ACTIVITY LIST:
• a. Copy a passage of the hotel design article word for word, starting at the words "Jul 31, 2020" and ending after the words "the coronavirus crisis.".
• b. In the hotel design article, what will the first rush of contractor jobs involve?
• c. According to the hotel design article, why will hotel owners and developers put more weight on features like high-performance ventilation, indoor/outdoor architecture and antimicrobial finishes?

TEXT BLOCK:
★ ★ ★

Jul 31, 2020 (0) comment , ,


  • Newly released research points to the ways that hotel design, renovation and construction projects are being shaped by the coronavirus crisis.
  • Architecture firm Leo A Daly’s white paper states that hotel owners and developers will put a greater emphasis on health-related features such as high-performance ventilation systems, indoor/outdoor architecture and antimicrobial finishes to heighten guests’ wellbeing and safety.
  • This shift to health and wellness offerings will generate an influx of new and retrofit work for U.S. contractors in the near future, co-author Mark Pratt, vice president and global hospitality practice leader at Leo A Daly, told Construction Dive.


Plenty of new construction projects are coming, according to Pratt, but the first rush of jobs will involve replacing soft surfaces with hard, antimicrobial and antibacterial finishes. Additional jobs might involve ramping up outdoor seating, dining and work areas for guests.

“Contractors can expect a lot of retrofitting work needed immediately,” said the architect. “For example, a full-service Marriott or Hyatt with carpet in rooms will need solid flooring that feels and looks cleaner. Getting rid of shower curtains and going to glass doors is another consistent change.”

He suggested that hospitality contractors put together “coronavirus retrofit packages” for various levels of hotels.

★ ★ ★

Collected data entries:
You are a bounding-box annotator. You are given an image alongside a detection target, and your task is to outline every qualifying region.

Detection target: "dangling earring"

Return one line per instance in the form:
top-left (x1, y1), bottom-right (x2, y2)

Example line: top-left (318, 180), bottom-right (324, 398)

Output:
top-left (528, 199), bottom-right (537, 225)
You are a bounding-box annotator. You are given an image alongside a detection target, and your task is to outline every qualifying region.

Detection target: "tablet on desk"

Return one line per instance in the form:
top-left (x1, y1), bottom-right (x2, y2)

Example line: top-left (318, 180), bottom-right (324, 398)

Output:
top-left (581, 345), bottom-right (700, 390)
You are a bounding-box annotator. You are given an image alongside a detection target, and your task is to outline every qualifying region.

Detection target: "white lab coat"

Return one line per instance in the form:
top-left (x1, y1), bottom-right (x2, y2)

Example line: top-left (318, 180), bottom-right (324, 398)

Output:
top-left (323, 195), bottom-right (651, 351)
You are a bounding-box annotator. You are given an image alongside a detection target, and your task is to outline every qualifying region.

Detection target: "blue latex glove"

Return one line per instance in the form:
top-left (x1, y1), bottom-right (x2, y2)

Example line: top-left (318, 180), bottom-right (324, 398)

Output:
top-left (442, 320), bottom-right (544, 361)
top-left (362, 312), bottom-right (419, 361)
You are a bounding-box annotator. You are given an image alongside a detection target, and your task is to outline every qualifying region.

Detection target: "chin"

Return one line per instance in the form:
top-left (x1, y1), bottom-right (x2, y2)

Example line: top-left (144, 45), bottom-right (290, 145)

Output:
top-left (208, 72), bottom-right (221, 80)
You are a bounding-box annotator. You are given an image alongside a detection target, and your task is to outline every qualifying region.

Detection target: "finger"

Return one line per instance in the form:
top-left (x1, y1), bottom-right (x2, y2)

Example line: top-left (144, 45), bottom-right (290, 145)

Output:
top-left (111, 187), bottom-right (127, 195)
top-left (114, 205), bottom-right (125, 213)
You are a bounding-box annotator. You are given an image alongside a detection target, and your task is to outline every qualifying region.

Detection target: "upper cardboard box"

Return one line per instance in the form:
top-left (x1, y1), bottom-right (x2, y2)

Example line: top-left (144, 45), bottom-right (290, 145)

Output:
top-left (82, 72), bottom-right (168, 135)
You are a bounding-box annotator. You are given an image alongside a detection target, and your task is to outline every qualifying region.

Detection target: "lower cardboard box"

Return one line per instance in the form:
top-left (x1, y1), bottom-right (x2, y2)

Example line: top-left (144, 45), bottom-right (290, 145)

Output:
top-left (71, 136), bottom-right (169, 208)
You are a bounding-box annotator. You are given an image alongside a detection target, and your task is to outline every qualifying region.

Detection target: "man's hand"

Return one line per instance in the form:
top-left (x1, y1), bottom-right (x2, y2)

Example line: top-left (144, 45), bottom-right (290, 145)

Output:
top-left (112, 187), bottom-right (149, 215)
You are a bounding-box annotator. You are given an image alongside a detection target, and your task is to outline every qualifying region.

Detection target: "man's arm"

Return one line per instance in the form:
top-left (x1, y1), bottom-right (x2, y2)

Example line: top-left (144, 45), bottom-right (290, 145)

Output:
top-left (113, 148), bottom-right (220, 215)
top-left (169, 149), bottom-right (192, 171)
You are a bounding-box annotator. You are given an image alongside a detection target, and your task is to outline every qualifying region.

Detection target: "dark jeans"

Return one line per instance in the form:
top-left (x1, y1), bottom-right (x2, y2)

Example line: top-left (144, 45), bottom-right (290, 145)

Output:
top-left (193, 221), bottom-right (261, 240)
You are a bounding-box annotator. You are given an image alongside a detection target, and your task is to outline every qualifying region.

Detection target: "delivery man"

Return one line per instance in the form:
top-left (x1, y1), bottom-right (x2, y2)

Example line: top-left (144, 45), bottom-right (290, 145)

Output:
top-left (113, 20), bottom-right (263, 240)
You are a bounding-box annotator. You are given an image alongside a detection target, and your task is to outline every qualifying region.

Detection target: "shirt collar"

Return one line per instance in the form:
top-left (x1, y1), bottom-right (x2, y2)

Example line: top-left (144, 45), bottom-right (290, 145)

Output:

★ ★ ★

SOLUTIONS:
• a.
Jul 31, 2020 (0) comment , ,


  • Newly released research points to the ways that hotel design, renovation and construction projects are being shaped by the coronavirus crisis.

• b. Replacing soft surfaces with hard, antimicrobial and antibacterial finishes.

• c. The white paper says owners and developers will stress these health-related features to heighten guests' wellbeing and safety, as the coronavirus crisis shapes hotel design, renovation and construction.